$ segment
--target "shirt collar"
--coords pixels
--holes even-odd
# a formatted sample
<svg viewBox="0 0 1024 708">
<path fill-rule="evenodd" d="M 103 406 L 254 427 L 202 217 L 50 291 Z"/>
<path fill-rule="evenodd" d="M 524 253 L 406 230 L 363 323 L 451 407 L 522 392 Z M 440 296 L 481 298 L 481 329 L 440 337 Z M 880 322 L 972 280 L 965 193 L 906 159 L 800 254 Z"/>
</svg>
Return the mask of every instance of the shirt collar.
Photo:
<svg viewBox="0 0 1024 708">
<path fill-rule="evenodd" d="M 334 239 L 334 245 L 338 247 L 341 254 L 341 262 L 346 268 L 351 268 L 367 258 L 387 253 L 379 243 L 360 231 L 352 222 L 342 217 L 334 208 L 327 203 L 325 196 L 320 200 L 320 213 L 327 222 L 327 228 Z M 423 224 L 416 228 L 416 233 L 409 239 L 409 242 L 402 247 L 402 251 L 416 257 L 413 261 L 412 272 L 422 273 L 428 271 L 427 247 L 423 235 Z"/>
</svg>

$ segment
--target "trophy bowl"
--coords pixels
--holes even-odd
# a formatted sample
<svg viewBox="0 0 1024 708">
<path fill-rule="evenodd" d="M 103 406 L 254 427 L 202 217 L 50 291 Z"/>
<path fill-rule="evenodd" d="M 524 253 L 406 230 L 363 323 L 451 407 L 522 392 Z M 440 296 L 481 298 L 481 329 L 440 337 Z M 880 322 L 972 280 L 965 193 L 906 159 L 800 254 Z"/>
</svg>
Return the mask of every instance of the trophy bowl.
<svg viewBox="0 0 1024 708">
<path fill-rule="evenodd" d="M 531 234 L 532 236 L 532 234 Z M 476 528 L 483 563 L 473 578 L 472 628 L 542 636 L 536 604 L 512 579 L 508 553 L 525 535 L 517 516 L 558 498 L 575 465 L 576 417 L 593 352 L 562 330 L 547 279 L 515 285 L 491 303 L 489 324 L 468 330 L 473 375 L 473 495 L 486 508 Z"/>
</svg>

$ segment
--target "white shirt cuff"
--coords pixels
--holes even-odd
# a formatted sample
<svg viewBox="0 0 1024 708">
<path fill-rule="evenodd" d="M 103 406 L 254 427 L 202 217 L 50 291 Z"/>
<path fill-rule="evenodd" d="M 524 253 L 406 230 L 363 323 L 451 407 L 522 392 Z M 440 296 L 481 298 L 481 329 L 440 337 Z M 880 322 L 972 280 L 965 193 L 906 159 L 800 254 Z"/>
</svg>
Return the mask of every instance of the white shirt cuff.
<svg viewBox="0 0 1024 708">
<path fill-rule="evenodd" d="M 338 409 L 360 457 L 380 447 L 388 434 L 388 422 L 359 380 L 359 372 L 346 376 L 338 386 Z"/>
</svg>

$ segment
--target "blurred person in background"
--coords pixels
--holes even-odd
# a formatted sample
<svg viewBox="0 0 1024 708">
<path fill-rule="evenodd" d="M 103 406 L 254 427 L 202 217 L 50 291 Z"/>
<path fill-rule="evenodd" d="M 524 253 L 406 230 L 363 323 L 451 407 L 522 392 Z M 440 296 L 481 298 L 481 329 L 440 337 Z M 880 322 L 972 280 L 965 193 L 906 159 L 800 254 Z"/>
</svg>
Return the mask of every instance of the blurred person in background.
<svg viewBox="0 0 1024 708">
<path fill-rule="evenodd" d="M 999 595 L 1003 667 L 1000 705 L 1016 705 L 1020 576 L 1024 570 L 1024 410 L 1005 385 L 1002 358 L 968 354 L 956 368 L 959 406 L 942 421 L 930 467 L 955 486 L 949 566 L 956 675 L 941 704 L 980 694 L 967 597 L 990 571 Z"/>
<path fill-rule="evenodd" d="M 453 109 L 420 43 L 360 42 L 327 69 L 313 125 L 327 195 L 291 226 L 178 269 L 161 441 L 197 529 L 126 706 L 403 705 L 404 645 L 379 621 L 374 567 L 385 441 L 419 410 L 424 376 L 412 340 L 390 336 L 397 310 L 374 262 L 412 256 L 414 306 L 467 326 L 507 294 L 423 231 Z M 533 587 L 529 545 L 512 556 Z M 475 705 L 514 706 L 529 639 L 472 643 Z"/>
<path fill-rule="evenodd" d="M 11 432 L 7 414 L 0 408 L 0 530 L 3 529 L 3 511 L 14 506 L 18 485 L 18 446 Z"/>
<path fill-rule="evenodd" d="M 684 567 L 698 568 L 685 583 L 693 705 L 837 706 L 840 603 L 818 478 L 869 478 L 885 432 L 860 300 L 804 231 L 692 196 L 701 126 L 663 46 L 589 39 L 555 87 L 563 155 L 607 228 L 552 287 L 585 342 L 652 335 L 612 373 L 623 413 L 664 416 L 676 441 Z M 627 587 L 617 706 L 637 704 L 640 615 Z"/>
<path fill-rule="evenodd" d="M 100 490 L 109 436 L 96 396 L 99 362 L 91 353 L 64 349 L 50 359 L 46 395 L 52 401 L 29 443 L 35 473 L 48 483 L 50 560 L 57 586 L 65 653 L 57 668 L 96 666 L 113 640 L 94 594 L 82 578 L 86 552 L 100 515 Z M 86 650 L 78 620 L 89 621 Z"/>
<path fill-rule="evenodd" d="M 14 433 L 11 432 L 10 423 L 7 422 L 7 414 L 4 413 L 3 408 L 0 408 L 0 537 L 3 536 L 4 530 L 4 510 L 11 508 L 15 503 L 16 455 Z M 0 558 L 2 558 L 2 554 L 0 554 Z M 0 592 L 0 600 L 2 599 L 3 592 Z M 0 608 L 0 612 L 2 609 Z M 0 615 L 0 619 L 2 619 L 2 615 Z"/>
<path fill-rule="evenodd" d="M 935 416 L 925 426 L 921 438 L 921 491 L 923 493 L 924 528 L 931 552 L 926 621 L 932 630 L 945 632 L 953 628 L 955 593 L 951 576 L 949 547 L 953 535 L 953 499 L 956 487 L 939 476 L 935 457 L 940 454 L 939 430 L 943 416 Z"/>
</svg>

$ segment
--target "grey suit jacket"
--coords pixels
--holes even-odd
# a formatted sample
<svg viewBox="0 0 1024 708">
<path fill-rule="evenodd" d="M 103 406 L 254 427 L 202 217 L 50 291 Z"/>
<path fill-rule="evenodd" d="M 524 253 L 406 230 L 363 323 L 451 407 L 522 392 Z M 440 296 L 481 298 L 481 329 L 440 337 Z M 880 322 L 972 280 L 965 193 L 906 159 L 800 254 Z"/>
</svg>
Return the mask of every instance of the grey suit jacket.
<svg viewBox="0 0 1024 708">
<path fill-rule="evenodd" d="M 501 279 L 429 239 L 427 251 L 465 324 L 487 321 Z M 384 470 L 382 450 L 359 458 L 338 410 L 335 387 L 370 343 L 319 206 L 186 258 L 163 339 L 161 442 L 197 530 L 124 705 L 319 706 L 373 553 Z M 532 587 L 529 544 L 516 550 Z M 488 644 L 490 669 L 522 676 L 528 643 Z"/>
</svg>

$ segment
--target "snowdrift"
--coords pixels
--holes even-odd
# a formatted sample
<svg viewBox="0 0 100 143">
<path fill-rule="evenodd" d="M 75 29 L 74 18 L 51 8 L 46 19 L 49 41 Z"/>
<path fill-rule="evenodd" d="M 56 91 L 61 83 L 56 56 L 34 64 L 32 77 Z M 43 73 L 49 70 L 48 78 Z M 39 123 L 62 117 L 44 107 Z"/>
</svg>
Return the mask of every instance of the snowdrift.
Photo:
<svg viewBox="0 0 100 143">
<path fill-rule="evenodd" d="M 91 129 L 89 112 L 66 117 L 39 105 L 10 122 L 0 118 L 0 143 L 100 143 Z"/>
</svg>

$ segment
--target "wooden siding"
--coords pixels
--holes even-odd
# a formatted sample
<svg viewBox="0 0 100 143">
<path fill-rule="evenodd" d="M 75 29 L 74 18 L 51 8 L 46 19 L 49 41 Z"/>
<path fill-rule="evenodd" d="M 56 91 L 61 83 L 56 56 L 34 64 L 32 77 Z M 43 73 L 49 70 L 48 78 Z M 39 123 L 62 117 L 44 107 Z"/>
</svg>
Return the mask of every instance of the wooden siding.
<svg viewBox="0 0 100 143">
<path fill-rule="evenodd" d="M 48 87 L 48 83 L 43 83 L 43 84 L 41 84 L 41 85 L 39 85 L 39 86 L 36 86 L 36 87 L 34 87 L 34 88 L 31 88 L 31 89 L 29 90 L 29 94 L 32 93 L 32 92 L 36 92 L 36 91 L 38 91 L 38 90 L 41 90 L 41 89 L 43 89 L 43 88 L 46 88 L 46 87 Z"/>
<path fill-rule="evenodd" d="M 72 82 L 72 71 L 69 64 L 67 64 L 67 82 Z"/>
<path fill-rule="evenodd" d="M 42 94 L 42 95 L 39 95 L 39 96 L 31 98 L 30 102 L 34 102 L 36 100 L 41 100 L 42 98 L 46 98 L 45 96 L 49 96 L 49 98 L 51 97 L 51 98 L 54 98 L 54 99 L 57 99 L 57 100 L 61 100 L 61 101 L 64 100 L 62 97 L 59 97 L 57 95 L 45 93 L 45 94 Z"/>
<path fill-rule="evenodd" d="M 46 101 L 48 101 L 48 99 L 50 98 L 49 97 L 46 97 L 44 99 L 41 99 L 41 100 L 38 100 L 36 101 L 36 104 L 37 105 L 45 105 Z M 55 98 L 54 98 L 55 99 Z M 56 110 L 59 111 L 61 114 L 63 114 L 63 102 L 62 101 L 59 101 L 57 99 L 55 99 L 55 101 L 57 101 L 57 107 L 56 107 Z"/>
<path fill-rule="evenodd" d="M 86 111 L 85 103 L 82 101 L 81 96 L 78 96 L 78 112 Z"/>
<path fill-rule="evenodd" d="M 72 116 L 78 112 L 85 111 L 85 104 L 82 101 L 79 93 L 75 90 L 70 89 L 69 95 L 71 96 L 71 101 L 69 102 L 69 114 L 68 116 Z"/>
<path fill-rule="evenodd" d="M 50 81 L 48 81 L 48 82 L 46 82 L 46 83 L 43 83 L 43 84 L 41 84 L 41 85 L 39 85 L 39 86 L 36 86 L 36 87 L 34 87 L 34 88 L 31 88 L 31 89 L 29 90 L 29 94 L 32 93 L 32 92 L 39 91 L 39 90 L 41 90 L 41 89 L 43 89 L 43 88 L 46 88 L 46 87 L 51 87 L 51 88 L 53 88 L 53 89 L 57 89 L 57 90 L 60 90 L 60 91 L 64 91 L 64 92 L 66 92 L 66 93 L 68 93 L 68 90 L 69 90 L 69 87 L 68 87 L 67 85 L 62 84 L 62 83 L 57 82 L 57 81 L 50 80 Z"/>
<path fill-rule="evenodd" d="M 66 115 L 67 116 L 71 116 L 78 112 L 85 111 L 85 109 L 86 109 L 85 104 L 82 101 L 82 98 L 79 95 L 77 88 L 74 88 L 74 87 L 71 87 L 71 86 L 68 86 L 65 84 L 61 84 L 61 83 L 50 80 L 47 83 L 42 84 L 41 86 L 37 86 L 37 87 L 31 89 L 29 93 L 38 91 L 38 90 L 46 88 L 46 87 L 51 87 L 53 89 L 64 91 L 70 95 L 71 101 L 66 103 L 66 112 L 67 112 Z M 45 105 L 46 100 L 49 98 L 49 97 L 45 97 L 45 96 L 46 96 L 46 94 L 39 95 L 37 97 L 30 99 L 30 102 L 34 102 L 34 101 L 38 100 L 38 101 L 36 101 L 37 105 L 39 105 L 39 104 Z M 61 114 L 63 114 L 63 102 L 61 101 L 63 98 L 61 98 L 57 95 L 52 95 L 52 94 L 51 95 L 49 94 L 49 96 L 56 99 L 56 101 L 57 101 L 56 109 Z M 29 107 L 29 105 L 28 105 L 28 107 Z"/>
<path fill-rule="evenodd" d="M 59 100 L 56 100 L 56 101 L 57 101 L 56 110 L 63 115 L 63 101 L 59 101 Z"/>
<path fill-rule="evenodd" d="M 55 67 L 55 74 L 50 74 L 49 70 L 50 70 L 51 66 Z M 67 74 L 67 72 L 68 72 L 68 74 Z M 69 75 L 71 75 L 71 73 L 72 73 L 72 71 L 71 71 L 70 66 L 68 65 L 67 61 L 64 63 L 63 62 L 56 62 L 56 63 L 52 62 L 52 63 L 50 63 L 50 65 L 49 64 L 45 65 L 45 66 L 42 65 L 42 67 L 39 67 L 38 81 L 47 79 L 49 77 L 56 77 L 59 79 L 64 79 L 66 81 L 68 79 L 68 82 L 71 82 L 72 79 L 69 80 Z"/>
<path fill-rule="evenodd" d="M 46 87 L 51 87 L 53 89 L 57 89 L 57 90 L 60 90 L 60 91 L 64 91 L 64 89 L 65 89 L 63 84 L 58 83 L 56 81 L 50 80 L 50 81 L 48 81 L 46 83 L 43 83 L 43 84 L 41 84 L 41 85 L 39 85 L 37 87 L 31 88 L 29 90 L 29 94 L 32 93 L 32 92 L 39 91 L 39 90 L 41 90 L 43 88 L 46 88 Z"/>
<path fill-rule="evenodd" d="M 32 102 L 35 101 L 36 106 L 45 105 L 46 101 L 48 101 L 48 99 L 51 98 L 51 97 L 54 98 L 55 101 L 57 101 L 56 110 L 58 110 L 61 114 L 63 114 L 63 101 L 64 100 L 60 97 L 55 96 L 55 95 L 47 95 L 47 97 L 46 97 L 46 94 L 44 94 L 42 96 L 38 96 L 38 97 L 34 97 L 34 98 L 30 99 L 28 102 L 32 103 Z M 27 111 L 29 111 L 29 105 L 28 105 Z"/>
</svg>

===============

Scan the records above for the word "snowdrift". Show each line in which it appears.

--target "snowdrift"
Return the mask of every instance of the snowdrift.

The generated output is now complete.